Mehr und bessere Daten für die Züchtung
Um zu überprüfen, ob beispielsweise Paprikasorten aus dem Züchtungsprogramm die definierten Kriterien erfüllen, entnehmen Mitarbeiter den Versuchsparzellen stichprobenartig Früchte und bestimmen – abhängig von der jeweiligen Sorte – Eigenschaften wie Gewicht, Form, Größe, Farbe oder die Dicke des Fruchtfleischs. Bei diesem Prozess, Phänotypisierung genannt, werden sie in Zukunft von künstlicher Intelligenz unterstützt: In aktuellen Projekten entwickeln Datenwissenschaftler von KWS KI-basierte Anwendungen, die Früchte verschiedener Gemüsesorten anhand von Fotos automatisiert vermessen und analysieren. Dr. Carlos Duque Afonso, der am Projekt zur Phänotypisierung von Paprika mitwirkt, erklärt: „KI ermöglicht es der App, eine prinzipiell unbegrenzte Zahl von Früchten in einem Bild zu identifizieren. Diese können anschließend mithilfe konventioneller Bildanalyse exakt vermessen werden. Dadurch sinkt der manuelle Arbeitsaufwand, vor allem aber steigen Menge und Qualität der Daten, die unsere Züchter erhalten.“

Das Tool katalogisiert die in einem Bild erkannten Früchte und ordnet sie über ein ID-Tag einem spezifischen Versuch zu. Eine Farbkarte dient zur Farbkalibrierung.

_ _ _ _ _

**Aufgaben**.
#1 Beantworten Sie anhand des Textes zur Phänotypisierung diese Fragen:
(a) Welche Eigenschaften bestimmen die Mitarbeiter an den entnommenen Früchten?
(b) Wie wird dieser Prozess genannt?
(c) Was dient laut dem letzten Absatz zur Farbkalibrierung?
#2 Übernehmen Sie aus dem Text zur Phänotypisierung wortgetreu die Stelle von "Das Tool katalogisiert" bis einschließlich "dient zur Farbkalibrierung.".
#3 Fassen Sie den Absatz des Textes zur Phänotypisierung, der mit „Um zu überprüfen“ beginnt, als kurze Liste zusammen und behalten Sie dabei seine wichtigsten Fakten bei.

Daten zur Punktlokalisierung

_ _ _ _ _

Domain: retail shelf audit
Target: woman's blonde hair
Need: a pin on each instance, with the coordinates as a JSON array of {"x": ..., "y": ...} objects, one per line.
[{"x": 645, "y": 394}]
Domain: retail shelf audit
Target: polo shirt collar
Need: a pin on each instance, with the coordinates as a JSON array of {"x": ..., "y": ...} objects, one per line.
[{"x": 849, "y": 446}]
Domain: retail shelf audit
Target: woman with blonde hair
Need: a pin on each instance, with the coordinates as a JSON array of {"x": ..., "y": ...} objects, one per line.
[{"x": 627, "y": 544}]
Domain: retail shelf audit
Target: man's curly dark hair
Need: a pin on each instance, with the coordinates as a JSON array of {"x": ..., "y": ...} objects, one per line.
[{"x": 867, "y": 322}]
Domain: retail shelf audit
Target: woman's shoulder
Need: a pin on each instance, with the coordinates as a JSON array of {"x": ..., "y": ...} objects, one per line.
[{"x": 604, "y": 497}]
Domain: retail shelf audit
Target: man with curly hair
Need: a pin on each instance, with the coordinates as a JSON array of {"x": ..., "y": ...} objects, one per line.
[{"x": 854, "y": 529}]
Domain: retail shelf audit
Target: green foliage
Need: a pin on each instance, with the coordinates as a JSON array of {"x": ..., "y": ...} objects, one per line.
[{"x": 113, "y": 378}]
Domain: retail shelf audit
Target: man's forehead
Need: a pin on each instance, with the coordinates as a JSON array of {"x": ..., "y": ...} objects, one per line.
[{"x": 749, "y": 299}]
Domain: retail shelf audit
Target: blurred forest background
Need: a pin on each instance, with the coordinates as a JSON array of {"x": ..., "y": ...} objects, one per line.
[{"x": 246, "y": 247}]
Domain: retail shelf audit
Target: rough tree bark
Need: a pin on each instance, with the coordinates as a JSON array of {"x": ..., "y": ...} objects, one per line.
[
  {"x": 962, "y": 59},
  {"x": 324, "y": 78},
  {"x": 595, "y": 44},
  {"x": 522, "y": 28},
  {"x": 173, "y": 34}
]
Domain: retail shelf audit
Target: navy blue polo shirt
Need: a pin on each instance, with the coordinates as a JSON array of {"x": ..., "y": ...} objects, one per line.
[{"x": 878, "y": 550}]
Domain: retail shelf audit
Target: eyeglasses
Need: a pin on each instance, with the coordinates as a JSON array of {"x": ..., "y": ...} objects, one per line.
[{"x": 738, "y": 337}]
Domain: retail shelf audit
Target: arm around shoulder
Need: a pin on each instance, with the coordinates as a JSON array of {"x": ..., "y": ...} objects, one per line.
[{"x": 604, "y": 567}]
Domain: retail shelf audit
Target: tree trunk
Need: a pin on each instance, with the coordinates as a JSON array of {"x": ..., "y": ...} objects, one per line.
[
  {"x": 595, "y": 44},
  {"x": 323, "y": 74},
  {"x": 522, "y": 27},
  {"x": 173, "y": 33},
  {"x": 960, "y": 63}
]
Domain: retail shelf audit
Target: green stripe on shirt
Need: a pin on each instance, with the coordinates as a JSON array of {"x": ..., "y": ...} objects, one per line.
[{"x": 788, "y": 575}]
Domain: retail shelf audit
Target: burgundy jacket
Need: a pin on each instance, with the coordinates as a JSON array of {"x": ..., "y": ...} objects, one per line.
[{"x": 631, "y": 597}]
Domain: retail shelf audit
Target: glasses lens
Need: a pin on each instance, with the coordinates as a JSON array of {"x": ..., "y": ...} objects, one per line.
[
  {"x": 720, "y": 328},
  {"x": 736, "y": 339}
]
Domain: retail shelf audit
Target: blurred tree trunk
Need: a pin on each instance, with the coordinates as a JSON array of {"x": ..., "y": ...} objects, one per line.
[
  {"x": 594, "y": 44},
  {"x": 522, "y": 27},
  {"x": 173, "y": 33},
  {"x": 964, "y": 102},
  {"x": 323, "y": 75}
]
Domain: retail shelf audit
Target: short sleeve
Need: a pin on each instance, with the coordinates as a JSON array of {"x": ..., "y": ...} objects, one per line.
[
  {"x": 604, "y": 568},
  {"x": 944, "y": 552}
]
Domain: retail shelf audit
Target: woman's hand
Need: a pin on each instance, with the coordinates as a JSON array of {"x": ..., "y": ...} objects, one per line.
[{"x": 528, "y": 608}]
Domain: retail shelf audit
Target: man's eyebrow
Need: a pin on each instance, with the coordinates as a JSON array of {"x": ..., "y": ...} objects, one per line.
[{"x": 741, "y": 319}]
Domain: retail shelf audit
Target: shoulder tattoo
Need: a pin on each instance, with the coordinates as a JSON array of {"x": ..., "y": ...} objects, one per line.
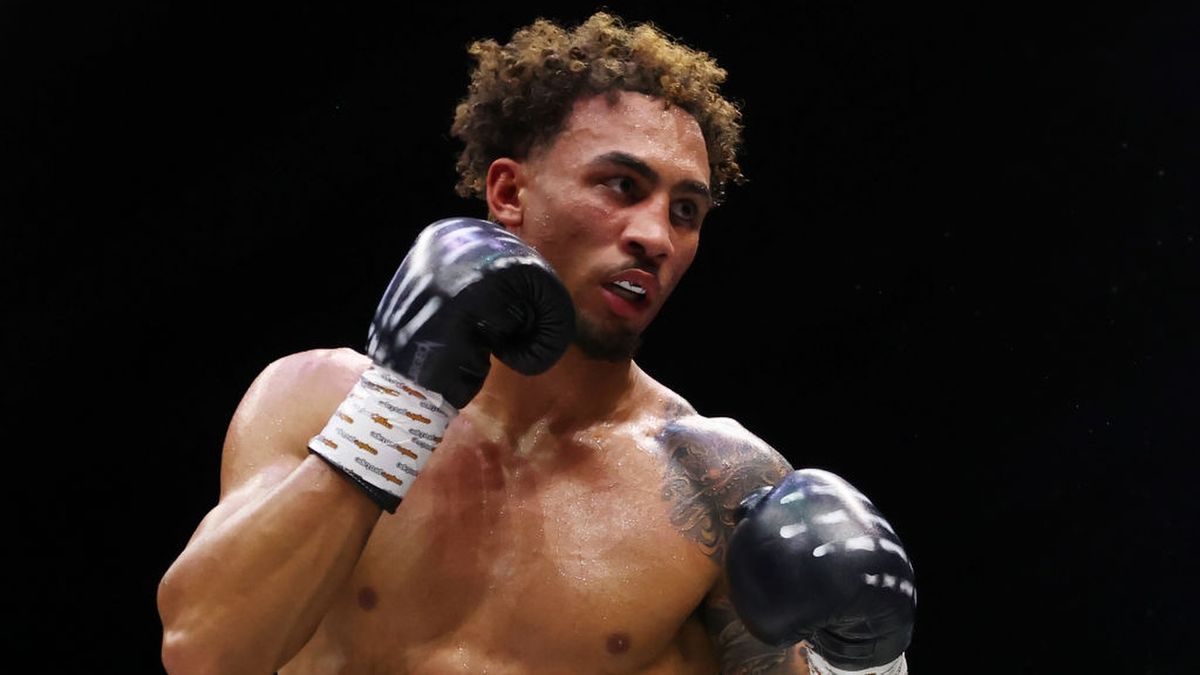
[{"x": 712, "y": 465}]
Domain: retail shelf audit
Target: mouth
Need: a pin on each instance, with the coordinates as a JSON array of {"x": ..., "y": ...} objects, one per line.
[
  {"x": 627, "y": 299},
  {"x": 631, "y": 293}
]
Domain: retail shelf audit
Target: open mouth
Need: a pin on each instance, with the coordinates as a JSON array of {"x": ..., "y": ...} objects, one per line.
[{"x": 629, "y": 291}]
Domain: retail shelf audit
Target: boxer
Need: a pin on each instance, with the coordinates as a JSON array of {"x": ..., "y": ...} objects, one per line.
[{"x": 496, "y": 485}]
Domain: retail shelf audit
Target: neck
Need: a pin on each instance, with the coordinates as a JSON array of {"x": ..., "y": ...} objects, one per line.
[{"x": 573, "y": 394}]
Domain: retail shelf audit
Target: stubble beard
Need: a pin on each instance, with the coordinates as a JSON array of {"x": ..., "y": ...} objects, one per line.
[{"x": 605, "y": 344}]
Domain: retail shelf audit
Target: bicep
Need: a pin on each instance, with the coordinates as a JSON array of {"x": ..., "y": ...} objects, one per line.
[
  {"x": 286, "y": 405},
  {"x": 738, "y": 651}
]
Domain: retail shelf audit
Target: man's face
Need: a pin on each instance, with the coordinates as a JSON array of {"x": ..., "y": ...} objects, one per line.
[{"x": 615, "y": 203}]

_ _ _ _ _

**Aufgabenergebnisse**.
#1
(a) Gewicht, Form, Größe, Farbe oder die Dicke des Fruchtfleischs, abhängig von der jeweiligen Sorte.
(b) Phänotypisierung.
(c) Eine Farbkarte.

#2
Das Tool katalogisiert die in einem Bild erkannten Früchte und ordnet sie über ein ID-Tag einem spezifischen Versuch zu. Eine Farbkarte dient zur Farbkalibrierung.

#3
- Mitarbeiter entnehmen den Versuchsparzellen stichprobenartig Früchte, etwa Paprika aus dem Züchtungsprogramm. So prüfen sie, ob die definierten Kriterien erfüllt sind.
- Je nach Sorte bestimmen sie Gewicht, Form, Größe, Farbe oder die Dicke des Fruchtfleischs. Dieser Prozess heißt Phänotypisierung.
- Künftig unterstützt künstliche Intelligenz diese Arbeit. Datenwissenschaftler von KWS entwickeln KI-basierte Anwendungen, die Früchte anhand von Fotos automatisiert vermessen und analysieren.
- Laut Dr. Carlos Duque Afonso erkennt die App mithilfe von KI prinzipiell unbegrenzt viele Früchte in einem Bild. Diese werden anschließend durch konventionelle Bildanalyse exakt vermessen.
- Dadurch sinkt der manuelle Arbeitsaufwand, und die Züchter erhalten mehr Daten in höherer Qualität.